Text shown
API Reference
Parse any document into AI-ready context from your own code or an agent. One endpoint to submit, one to poll.
FileDigest ships a small public API so an agent or a script can do exactly what the dashboard does: send a file, get back clean Markdown, structured per-source representations, and RAG chunks. There are two endpoints, both authenticated with a Bearer key.
Authentication
Every request needs an API key. Create one in your dashboard under FileDigest Settings, then send it as a Bearer token:
Authorization: Bearer fd_live_...Keys are tied to your account and your plan limits. Calls without a valid key return 401.
Submit a parse job
POST /v1/parse accepts either a multipart file or a JSON { source_url }. It hides the create, upload, register, and process steps and returns 202 with a job id to poll.
curl -X POST https://filedigest.dev/v1/parse \
-H "Authorization: Bearer fd_live_..." \
-F "file=@report.pdf" \
-F "mode=accurate_tables"To parse a file by URL instead of uploading bytes:
curl -X POST https://filedigest.dev/v1/parse \
-H "Authorization: Bearer fd_live_..." \
-H "Content-Type: application/json" \
-d '{ "source_url": "https://example.com/report.pdf", "ocr": true }'Response:
{ "job_id": "abc123", "status": "accepted", "poll": "/v1/jobs/abc123" }Options
| Field | Values | What it does |
|---|---|---|
mode | fast_text, accurate_tables | Extraction strategy. Use accurate tables when structure matters. |
ocr | true, false | Run OCR on scanned or image-only pages (requires a plan with OCR). |
quality | standard, high | High uses the VLM pipeline for hard layouts (slower). |
enrich_formulas | true, false | Convert math to LaTeX (slower). |
enrich_code | true, false | Detect code blocks and language (slower). |
describe_pictures | true, false | Generate image captions (slower, VLM). |
Idempotency
Send an Idempotency-Key header to make retries safe. Replaying the same key returns the original job instead of creating a duplicate.

Extracted records
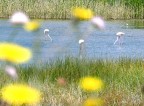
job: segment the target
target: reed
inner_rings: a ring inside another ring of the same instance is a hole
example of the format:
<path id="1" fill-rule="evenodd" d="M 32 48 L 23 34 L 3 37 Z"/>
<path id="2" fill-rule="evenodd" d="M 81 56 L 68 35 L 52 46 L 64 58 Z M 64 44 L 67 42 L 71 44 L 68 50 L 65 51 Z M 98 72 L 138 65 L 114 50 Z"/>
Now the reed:
<path id="1" fill-rule="evenodd" d="M 0 0 L 0 17 L 8 18 L 14 11 L 25 11 L 31 18 L 70 19 L 71 8 L 91 8 L 105 19 L 143 19 L 143 0 Z"/>
<path id="2" fill-rule="evenodd" d="M 129 58 L 79 60 L 68 57 L 45 64 L 18 65 L 16 68 L 18 82 L 29 83 L 43 92 L 41 105 L 80 106 L 88 94 L 79 88 L 79 79 L 83 76 L 97 76 L 104 81 L 105 87 L 93 96 L 102 97 L 107 106 L 138 106 L 143 102 L 143 63 L 141 59 Z M 58 78 L 64 78 L 66 85 L 58 85 Z M 11 82 L 2 71 L 0 79 L 1 86 Z"/>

Problem to work on
From the API reference, reproduce everything from "Submit a parse" down to "id to poll.".

Written response
Submit a parse job
POST /v1/parse accepts either a multipart file or a JSON { source_url }. It hides the create, upload, register, and process steps and returns 202 with a job id to poll.